Can you return, word for word, the lines of the material starting with the one containing "trace tile backsplash" and running through the end of the material?

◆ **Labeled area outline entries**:
+ + +
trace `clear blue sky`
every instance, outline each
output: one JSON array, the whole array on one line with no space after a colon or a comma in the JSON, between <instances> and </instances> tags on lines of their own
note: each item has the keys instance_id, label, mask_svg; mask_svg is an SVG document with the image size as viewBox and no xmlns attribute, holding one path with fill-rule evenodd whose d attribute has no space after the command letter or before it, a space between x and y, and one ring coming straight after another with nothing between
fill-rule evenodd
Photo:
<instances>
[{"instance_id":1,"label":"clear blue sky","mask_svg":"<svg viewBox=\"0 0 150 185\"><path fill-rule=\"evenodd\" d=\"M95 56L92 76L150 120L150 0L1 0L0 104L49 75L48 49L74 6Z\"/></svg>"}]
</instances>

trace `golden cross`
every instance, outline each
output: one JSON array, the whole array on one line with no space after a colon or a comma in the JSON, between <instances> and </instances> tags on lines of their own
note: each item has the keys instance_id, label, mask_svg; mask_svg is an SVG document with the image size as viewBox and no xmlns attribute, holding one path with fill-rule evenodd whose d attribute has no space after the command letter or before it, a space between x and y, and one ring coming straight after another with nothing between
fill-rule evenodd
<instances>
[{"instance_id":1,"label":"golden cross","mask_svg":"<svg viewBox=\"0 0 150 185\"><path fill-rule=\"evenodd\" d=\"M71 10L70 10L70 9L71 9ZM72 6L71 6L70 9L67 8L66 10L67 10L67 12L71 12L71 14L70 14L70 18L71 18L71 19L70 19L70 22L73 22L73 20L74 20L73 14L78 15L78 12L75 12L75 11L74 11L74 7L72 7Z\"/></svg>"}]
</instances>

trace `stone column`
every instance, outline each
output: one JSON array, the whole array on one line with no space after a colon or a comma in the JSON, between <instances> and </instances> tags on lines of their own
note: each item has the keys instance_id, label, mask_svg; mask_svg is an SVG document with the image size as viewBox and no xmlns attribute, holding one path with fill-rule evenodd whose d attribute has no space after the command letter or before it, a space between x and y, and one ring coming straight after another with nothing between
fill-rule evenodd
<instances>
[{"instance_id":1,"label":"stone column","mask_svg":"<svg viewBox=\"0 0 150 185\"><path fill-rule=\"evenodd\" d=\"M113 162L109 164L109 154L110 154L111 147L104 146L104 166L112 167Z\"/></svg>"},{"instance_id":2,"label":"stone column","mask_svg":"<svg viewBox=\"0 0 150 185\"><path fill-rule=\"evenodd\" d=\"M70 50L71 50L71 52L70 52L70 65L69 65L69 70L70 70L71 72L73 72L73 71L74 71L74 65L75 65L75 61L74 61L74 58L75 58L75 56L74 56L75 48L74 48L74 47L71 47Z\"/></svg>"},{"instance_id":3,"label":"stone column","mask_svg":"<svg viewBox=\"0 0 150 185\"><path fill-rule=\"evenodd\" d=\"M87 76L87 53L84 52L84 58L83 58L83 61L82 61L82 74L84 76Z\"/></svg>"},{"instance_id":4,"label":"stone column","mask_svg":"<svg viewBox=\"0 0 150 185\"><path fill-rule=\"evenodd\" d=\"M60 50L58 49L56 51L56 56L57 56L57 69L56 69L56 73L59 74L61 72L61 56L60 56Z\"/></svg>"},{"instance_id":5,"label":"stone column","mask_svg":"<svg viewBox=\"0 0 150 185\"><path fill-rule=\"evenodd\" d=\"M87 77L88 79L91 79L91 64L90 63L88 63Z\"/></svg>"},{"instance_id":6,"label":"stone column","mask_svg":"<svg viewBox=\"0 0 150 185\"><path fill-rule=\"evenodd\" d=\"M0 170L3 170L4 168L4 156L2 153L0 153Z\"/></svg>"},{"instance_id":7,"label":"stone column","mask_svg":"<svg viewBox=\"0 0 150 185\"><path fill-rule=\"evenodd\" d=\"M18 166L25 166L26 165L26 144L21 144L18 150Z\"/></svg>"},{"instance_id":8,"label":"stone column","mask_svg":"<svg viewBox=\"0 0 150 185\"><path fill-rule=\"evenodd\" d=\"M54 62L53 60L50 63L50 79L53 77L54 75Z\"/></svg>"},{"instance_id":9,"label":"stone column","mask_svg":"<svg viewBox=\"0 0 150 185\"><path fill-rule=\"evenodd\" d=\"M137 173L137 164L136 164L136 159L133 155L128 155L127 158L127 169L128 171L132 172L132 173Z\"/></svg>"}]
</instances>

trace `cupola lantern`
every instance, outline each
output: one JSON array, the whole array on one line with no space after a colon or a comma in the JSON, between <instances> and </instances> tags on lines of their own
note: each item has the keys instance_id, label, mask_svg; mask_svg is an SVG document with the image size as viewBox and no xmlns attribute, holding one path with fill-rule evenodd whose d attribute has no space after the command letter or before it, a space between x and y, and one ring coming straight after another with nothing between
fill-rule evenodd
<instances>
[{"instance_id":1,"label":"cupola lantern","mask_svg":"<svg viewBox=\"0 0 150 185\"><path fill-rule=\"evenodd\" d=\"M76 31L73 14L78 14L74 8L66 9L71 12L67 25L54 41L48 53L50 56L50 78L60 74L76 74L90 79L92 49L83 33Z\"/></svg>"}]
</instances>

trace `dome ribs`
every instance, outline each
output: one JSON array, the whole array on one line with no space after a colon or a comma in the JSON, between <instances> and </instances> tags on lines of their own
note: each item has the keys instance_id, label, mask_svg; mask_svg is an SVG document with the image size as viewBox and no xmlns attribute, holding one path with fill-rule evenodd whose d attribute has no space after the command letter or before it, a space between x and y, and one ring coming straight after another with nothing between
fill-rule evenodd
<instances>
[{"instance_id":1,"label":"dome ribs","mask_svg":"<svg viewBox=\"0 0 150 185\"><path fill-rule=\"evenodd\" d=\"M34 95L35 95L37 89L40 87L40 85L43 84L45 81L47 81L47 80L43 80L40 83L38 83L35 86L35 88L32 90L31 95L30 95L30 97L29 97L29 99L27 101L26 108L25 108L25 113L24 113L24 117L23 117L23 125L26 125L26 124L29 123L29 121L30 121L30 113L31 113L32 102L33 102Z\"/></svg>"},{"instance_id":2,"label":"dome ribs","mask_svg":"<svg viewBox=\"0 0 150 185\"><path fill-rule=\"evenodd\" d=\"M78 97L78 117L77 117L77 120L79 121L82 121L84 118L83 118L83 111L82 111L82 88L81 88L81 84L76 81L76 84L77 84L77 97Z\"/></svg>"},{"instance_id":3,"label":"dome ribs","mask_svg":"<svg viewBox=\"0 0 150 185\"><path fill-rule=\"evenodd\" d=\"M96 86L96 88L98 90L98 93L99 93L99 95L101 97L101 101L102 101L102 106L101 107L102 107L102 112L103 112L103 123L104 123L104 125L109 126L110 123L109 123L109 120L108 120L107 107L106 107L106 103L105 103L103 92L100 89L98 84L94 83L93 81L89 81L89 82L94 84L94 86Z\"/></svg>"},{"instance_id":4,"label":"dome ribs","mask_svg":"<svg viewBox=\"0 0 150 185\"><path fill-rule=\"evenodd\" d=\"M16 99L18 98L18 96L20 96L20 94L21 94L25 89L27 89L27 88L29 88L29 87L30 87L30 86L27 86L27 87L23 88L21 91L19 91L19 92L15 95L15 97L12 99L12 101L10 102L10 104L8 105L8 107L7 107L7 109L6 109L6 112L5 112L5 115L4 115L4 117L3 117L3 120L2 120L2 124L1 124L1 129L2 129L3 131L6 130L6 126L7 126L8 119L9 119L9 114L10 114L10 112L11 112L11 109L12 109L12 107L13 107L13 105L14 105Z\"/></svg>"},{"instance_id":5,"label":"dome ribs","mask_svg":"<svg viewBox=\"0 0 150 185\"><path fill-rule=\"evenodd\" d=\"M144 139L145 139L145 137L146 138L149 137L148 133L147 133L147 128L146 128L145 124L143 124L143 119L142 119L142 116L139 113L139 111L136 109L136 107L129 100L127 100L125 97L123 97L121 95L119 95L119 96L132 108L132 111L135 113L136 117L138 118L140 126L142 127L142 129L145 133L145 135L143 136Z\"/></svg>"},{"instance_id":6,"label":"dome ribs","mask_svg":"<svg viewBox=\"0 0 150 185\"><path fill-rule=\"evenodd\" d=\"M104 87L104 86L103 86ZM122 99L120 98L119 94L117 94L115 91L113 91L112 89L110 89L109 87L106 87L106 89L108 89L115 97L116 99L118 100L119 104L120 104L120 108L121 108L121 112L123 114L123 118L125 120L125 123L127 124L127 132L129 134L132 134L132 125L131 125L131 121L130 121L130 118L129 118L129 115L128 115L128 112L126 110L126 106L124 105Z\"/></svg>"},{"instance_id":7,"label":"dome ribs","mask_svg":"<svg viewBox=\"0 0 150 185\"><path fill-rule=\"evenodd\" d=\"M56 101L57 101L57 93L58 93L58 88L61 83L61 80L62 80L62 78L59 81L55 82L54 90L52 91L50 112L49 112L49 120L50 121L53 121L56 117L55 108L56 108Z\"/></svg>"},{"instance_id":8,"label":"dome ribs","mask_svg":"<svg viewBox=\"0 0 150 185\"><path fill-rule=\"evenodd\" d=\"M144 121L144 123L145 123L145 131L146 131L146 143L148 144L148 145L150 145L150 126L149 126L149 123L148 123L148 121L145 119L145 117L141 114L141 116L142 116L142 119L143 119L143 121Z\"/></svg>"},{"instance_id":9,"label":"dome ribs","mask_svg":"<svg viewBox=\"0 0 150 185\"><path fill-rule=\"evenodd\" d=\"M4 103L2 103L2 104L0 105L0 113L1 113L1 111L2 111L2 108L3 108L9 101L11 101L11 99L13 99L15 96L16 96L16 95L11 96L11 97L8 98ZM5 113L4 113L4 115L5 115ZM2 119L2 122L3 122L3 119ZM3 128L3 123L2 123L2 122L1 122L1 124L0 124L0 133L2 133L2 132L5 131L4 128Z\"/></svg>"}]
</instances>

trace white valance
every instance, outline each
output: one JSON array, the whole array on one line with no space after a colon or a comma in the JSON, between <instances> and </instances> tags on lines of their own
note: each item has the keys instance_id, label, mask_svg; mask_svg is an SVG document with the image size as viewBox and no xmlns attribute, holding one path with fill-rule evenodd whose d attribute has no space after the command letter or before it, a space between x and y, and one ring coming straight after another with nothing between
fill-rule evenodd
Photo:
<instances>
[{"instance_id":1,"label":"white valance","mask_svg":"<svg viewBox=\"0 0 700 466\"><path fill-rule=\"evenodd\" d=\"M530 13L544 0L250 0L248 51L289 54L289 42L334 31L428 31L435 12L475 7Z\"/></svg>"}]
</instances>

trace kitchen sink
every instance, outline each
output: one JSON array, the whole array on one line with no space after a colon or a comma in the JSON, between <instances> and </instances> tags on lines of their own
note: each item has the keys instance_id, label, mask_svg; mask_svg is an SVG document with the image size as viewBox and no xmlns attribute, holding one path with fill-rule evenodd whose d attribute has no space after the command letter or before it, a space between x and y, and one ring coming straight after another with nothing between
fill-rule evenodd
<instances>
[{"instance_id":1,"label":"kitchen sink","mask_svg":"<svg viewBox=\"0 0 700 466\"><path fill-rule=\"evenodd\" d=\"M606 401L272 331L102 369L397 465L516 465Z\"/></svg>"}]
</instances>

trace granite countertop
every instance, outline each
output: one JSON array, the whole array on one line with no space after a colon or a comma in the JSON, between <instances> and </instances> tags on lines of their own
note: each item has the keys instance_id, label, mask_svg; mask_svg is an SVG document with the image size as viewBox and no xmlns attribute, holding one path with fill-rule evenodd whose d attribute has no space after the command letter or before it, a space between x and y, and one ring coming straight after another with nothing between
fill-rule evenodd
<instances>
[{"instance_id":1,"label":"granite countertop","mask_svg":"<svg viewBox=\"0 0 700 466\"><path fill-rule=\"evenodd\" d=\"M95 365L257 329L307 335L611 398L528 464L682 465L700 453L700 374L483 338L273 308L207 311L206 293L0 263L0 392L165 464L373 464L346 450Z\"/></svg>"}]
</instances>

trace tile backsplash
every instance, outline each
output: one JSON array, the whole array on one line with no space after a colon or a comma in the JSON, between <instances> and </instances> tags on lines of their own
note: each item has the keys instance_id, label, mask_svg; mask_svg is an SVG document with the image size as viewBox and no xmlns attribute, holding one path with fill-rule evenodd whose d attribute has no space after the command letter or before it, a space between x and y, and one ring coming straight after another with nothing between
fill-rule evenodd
+ + +
◆ **FULL ANSWER**:
trace tile backsplash
every instance, outline each
output: one JSON array, the whole array on one line with no space after a colon or a comma in the JSON, between <instances> and </instances> tags on lines of their own
note: each item has the keys instance_id, label, mask_svg; mask_svg is an SVG document with the image size as viewBox and no xmlns attribute, holding one path with fill-rule evenodd whose d attribute has no space after the command letter or before it, a space between x and y, and one ring coming straight after another with nothing between
fill-rule evenodd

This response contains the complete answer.